WHAT THE TASK ASKS:
Take the line that contains "cow's neck, which" as the first and the last line of the material as the final one; set down exactly the lines in that span.

ENTRIES PROVIDED:
--*--

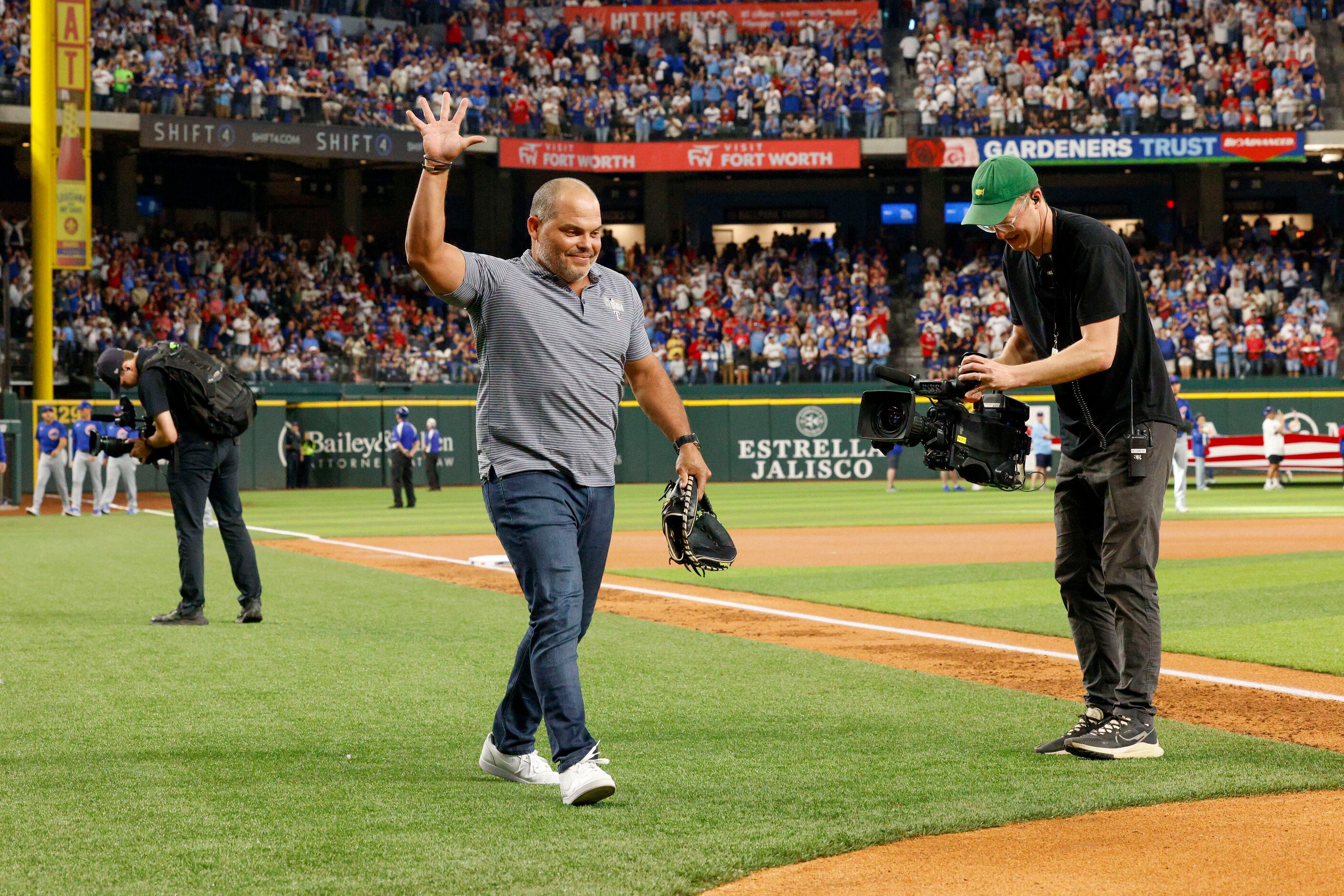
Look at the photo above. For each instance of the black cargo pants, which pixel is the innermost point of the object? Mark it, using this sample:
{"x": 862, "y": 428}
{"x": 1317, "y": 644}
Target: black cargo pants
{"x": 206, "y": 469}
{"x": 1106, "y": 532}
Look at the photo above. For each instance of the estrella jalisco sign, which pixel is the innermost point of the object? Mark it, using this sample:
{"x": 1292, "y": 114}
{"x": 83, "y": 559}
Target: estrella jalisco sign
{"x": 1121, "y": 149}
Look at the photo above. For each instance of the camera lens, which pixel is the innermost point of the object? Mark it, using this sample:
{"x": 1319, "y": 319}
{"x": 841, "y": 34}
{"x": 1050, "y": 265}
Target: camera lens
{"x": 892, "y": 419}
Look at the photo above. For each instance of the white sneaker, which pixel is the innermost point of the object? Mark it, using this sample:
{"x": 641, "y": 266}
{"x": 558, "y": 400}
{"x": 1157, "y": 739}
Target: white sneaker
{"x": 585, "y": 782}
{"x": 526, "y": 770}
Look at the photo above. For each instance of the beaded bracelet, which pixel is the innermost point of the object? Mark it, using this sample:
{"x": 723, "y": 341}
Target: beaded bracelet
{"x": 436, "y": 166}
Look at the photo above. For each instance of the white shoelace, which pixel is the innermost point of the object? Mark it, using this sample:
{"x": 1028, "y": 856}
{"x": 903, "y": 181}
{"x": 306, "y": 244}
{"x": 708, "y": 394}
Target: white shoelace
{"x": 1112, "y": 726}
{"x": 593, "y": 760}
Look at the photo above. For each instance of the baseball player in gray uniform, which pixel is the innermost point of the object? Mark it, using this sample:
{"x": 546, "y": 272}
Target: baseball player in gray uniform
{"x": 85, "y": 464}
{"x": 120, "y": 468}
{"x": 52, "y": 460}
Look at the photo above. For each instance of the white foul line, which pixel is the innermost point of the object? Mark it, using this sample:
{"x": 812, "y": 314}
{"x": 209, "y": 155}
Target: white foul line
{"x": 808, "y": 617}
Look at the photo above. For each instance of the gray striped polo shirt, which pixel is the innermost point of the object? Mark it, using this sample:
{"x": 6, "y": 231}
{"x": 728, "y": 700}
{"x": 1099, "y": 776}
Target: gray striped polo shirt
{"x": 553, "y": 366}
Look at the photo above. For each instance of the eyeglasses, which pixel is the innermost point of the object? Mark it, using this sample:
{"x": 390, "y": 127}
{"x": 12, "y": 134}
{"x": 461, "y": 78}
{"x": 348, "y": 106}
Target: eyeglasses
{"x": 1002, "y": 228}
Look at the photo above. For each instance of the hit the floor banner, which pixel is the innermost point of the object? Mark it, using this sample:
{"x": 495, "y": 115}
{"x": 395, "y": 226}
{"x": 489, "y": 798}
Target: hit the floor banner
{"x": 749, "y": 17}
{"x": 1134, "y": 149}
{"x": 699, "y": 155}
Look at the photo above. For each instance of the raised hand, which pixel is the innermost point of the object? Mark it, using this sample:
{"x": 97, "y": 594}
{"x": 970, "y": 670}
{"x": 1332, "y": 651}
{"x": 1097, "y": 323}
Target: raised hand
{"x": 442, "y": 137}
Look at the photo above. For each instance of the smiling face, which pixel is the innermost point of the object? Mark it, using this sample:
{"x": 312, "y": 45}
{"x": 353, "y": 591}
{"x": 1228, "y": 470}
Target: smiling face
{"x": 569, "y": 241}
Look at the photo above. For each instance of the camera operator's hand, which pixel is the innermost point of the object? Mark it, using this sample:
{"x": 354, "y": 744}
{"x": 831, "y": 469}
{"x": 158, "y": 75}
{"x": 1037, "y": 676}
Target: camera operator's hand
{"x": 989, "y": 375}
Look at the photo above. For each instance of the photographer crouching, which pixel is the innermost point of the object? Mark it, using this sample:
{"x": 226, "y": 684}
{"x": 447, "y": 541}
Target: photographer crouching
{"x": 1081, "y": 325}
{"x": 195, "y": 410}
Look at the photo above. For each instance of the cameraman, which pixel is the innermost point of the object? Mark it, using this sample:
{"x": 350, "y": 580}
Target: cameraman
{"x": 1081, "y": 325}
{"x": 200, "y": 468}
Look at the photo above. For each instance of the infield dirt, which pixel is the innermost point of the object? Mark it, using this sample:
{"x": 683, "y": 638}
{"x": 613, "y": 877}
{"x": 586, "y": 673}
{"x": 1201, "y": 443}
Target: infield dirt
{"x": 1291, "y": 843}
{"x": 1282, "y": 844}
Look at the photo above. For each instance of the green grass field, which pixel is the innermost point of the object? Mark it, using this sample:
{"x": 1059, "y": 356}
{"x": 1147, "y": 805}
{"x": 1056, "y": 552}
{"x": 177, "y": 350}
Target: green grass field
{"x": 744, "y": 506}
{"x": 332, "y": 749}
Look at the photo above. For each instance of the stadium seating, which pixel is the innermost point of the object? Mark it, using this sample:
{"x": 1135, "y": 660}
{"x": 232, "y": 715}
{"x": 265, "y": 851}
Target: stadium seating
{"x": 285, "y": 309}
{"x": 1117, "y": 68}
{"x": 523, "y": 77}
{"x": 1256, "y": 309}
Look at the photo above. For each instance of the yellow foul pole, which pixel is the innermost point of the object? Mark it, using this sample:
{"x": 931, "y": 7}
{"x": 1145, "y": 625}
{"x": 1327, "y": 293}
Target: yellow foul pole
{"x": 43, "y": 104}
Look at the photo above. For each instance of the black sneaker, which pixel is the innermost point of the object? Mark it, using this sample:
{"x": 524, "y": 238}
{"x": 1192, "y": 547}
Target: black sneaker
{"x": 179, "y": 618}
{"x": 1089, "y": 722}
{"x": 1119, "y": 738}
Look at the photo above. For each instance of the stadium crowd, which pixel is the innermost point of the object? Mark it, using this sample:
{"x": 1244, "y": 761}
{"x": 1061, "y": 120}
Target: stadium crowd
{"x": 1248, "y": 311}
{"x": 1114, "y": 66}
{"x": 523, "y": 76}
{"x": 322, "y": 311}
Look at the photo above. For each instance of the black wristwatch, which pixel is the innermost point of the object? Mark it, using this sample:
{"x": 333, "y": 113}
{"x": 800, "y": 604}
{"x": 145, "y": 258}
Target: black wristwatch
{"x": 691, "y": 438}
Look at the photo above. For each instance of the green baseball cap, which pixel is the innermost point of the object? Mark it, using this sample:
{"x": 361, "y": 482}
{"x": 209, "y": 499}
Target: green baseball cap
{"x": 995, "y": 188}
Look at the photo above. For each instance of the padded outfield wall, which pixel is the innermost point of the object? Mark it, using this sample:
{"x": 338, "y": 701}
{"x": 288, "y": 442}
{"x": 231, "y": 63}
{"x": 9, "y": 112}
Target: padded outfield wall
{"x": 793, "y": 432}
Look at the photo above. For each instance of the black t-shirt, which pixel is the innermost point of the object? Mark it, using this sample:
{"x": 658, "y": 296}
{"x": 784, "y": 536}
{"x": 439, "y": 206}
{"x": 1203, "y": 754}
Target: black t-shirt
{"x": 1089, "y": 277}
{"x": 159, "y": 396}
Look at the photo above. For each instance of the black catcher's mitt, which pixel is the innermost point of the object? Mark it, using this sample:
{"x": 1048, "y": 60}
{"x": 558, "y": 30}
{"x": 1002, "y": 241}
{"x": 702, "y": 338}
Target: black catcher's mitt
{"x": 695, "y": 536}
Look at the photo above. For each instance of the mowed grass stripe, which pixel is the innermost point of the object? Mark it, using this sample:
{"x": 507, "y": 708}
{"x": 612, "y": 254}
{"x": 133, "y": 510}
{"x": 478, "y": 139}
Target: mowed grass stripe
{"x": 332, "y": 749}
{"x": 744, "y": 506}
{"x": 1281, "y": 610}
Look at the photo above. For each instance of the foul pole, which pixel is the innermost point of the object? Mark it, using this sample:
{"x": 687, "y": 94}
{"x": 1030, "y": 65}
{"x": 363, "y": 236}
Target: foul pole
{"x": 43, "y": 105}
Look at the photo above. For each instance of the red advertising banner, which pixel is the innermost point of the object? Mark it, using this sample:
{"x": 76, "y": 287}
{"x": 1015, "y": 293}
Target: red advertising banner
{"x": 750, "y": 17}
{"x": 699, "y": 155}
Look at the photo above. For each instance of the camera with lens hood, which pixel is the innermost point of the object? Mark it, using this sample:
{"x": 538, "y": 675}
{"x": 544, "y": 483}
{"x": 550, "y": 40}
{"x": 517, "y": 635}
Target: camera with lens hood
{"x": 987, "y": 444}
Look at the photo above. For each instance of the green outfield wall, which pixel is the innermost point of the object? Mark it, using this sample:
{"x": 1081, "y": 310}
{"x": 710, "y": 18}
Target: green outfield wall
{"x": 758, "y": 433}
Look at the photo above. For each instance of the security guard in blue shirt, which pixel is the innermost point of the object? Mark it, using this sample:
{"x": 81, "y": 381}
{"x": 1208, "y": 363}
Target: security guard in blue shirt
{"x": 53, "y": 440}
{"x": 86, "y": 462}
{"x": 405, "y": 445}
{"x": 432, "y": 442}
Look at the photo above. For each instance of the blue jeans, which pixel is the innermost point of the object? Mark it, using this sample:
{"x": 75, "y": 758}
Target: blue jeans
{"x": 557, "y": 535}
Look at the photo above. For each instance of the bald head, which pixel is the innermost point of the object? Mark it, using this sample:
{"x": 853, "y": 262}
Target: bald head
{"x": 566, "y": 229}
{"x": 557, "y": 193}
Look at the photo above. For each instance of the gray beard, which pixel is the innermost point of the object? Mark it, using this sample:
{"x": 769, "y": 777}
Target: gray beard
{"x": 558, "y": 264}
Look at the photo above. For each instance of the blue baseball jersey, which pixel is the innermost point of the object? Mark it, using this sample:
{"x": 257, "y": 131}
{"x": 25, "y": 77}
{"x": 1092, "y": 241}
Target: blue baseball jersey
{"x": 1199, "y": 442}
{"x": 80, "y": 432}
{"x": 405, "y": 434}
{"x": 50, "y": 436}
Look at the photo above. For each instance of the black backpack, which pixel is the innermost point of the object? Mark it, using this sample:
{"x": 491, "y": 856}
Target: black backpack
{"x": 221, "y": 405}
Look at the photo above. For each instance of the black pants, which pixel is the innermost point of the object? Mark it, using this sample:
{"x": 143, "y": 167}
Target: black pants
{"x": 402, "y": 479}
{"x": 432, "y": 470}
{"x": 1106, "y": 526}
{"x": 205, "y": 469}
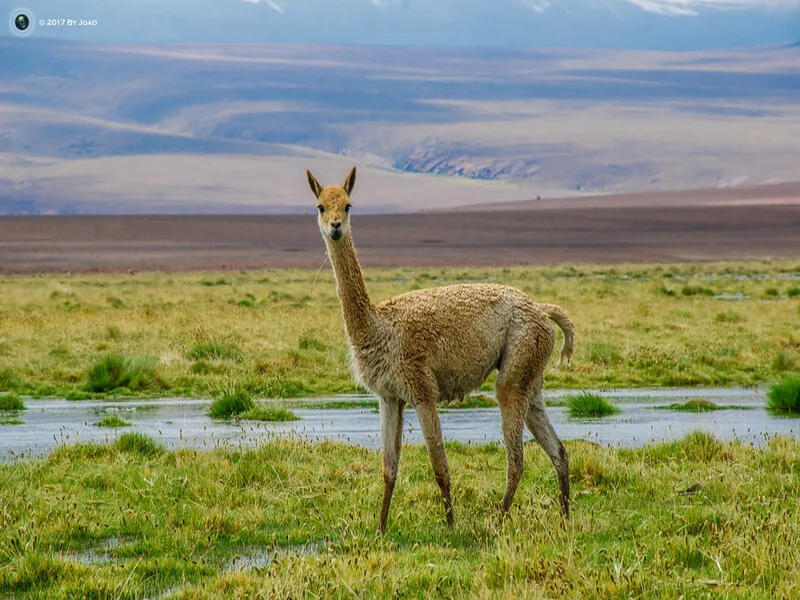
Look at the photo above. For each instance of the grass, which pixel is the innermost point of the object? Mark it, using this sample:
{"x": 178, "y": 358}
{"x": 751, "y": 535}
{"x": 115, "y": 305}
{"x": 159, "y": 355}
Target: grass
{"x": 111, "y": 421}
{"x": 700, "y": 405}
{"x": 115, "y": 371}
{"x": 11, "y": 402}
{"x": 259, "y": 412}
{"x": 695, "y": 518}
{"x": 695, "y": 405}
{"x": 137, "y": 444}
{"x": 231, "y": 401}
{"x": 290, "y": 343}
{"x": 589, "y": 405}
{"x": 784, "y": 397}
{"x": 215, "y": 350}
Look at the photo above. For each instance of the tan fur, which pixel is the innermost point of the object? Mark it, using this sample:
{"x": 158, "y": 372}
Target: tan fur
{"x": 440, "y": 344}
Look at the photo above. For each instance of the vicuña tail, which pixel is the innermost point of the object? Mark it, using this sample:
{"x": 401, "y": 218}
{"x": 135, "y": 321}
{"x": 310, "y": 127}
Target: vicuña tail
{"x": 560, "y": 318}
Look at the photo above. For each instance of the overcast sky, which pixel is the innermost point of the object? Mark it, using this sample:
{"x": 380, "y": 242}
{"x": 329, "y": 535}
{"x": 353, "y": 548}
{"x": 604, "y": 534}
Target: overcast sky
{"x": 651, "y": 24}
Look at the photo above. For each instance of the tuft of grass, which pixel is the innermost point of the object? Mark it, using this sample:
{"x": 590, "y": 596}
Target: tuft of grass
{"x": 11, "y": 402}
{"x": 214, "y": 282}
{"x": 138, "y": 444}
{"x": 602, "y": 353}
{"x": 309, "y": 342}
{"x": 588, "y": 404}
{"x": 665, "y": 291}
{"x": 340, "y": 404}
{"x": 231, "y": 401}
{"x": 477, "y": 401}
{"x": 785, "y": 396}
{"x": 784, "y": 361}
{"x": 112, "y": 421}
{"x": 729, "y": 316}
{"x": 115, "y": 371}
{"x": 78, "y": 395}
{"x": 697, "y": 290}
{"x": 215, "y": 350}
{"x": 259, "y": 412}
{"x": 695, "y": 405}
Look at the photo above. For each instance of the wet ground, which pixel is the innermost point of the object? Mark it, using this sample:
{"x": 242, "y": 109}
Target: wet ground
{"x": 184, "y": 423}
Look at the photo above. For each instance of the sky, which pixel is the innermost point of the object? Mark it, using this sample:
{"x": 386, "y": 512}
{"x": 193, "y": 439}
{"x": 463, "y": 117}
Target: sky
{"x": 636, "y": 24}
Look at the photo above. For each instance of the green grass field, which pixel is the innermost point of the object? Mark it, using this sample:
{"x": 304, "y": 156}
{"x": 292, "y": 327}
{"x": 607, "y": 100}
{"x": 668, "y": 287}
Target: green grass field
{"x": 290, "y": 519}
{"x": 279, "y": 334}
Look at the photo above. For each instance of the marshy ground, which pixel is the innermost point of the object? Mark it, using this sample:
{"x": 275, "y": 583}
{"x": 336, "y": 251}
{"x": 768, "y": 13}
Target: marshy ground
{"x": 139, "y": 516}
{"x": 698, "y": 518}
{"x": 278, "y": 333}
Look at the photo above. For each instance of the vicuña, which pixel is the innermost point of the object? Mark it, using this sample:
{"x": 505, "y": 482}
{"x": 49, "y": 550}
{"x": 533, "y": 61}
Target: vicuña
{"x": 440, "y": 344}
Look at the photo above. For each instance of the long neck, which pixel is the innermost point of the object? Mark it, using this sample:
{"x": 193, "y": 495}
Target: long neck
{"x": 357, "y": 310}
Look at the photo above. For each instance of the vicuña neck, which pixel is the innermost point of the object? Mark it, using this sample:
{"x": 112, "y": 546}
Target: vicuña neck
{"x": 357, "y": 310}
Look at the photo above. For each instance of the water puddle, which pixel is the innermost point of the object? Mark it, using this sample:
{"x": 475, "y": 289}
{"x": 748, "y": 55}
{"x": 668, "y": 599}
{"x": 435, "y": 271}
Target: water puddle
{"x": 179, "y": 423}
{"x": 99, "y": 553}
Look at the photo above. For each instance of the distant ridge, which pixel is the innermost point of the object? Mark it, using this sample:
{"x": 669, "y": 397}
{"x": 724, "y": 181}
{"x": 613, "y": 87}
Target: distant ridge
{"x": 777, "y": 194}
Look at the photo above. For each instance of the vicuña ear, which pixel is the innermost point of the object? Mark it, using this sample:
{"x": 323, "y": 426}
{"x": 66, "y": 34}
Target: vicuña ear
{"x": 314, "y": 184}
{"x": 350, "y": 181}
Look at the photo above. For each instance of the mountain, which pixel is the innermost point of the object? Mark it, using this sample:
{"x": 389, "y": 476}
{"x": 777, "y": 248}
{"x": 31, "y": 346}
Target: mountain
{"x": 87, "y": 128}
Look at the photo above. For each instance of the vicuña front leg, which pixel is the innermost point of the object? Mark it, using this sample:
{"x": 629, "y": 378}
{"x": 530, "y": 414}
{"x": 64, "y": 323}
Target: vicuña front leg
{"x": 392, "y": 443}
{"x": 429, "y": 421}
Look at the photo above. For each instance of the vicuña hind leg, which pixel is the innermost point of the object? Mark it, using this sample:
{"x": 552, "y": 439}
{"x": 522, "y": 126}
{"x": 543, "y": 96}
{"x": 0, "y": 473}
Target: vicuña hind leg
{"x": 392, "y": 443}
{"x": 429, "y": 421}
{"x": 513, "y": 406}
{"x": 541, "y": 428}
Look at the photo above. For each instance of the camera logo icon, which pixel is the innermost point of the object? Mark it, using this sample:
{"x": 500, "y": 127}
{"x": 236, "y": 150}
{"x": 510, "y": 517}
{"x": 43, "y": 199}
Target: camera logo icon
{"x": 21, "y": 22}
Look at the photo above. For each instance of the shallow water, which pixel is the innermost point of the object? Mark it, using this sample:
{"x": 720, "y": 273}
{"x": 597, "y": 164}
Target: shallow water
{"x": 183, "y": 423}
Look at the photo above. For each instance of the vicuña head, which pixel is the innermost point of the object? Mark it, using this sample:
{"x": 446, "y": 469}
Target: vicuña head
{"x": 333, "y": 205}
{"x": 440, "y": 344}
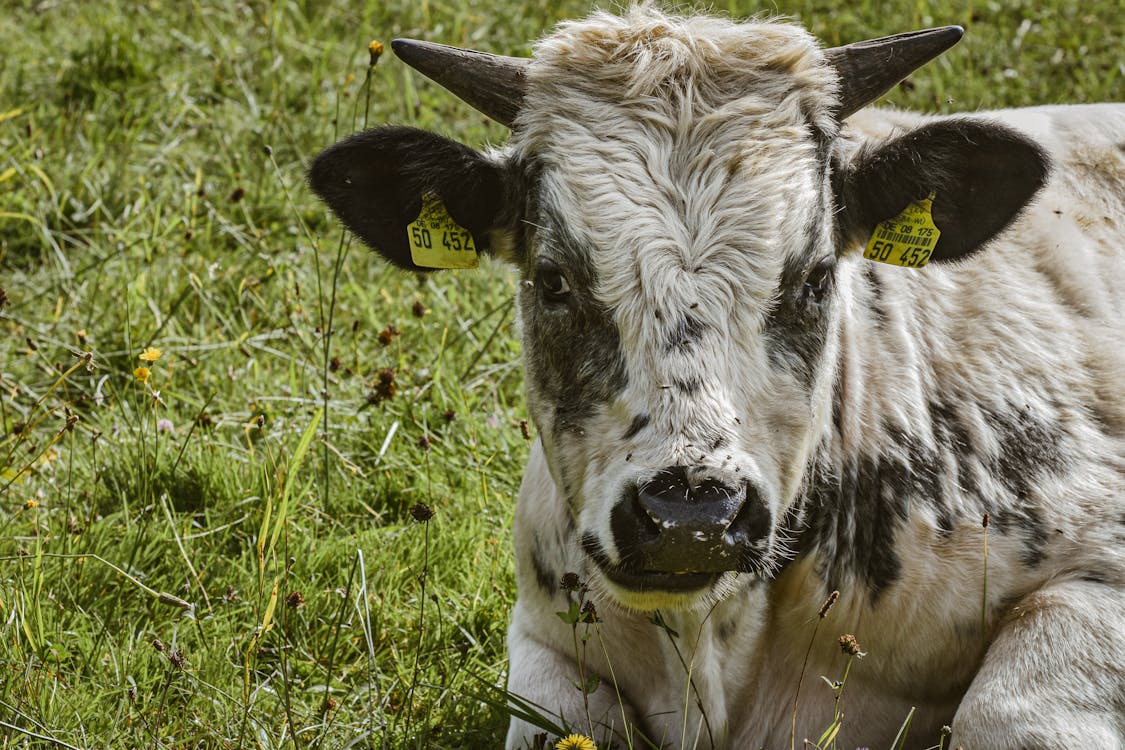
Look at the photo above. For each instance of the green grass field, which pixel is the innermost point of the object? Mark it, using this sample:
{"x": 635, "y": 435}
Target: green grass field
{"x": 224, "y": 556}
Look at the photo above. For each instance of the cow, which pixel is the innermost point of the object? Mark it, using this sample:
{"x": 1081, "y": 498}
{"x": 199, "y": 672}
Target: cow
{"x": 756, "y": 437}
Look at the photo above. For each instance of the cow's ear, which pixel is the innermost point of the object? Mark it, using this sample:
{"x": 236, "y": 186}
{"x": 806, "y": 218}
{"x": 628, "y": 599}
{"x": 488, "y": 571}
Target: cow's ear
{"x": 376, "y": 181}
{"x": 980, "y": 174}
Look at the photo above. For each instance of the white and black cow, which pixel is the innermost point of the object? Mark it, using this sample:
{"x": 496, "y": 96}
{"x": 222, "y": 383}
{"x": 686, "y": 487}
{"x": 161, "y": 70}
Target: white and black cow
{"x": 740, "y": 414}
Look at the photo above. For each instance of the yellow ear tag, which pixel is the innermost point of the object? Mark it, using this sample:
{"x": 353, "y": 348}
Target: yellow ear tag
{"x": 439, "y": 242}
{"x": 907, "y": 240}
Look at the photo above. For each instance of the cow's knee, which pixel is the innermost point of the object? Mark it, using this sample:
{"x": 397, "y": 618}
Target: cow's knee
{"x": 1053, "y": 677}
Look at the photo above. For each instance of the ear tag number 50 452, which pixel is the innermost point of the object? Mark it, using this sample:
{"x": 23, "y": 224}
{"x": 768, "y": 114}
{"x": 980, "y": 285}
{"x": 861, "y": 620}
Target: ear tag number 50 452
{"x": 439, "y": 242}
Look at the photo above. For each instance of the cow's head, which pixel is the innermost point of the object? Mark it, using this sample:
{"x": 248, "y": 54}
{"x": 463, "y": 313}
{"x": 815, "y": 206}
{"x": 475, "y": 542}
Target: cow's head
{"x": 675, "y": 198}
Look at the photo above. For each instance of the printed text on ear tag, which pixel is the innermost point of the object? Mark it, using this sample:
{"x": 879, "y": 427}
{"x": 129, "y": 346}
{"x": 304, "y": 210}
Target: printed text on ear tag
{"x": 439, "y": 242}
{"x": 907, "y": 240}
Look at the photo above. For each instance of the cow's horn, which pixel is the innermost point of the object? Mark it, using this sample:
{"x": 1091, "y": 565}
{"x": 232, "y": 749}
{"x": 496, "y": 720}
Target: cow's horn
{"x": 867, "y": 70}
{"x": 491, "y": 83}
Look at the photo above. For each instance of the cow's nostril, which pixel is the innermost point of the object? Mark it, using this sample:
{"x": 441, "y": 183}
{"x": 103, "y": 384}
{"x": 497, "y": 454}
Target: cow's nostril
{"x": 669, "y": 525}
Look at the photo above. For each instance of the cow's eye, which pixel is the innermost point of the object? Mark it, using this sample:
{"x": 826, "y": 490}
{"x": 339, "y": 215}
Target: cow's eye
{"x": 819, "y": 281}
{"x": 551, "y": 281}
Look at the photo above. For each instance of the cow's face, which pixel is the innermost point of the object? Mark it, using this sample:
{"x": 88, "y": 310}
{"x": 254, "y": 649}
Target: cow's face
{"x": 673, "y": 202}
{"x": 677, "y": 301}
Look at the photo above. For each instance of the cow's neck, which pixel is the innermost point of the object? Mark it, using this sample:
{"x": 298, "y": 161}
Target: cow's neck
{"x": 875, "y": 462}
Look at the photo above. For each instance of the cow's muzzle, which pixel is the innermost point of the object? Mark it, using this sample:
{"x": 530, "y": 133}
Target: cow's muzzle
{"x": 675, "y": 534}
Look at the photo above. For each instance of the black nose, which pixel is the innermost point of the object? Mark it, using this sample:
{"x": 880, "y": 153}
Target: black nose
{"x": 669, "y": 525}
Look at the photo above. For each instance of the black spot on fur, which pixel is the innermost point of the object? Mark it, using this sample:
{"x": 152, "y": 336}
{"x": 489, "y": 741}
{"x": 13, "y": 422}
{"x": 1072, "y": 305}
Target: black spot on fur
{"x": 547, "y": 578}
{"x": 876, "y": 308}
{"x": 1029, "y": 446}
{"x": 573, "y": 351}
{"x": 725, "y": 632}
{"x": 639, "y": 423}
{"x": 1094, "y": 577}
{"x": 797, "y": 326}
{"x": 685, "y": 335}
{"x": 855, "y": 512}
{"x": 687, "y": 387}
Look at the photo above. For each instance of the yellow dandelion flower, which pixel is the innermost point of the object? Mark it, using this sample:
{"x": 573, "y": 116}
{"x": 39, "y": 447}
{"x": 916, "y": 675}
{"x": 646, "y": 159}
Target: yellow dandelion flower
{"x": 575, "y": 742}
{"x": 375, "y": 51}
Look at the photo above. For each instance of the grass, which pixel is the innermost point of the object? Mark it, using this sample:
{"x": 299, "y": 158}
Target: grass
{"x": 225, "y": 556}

--*--

RESPONSE TO THIS EXERCISE:
Look at the photo above. For each instance of the cow's neck, which pixel is the innermost point of the object? Mark it, using this sample:
{"x": 298, "y": 161}
Target: cow's neck
{"x": 875, "y": 462}
Look at the photo above. For each instance of the cow's muzzle, which pixel is the innermost point of the object? Mark it, using this sample:
{"x": 530, "y": 133}
Target: cow's muzzle
{"x": 675, "y": 534}
Look at the photo above. For each instance of the black nose, which pixel is the innermost point of the object? Mark it, using this sample:
{"x": 880, "y": 153}
Target: black nose
{"x": 669, "y": 525}
Look at the photo above. For each instance of the black spot on fur, which pixel is the innermost point of the object? Mark it, using this sample:
{"x": 152, "y": 336}
{"x": 489, "y": 741}
{"x": 13, "y": 422}
{"x": 1072, "y": 305}
Target: black spot on fur
{"x": 547, "y": 578}
{"x": 876, "y": 308}
{"x": 1029, "y": 446}
{"x": 573, "y": 351}
{"x": 725, "y": 632}
{"x": 639, "y": 423}
{"x": 1094, "y": 577}
{"x": 797, "y": 326}
{"x": 685, "y": 335}
{"x": 855, "y": 512}
{"x": 687, "y": 387}
Look at the photo above. For each instance of the yellow dandelion flower, which pixel is the innermost point of the object? Mark it, using this sample:
{"x": 573, "y": 116}
{"x": 39, "y": 447}
{"x": 916, "y": 675}
{"x": 646, "y": 159}
Target: yellow dandelion flower
{"x": 575, "y": 742}
{"x": 375, "y": 51}
Look at the photo above. For each instance of the grass, which pixel is the innermost point of the object? Mark it, using this sample:
{"x": 299, "y": 158}
Target: grass
{"x": 225, "y": 556}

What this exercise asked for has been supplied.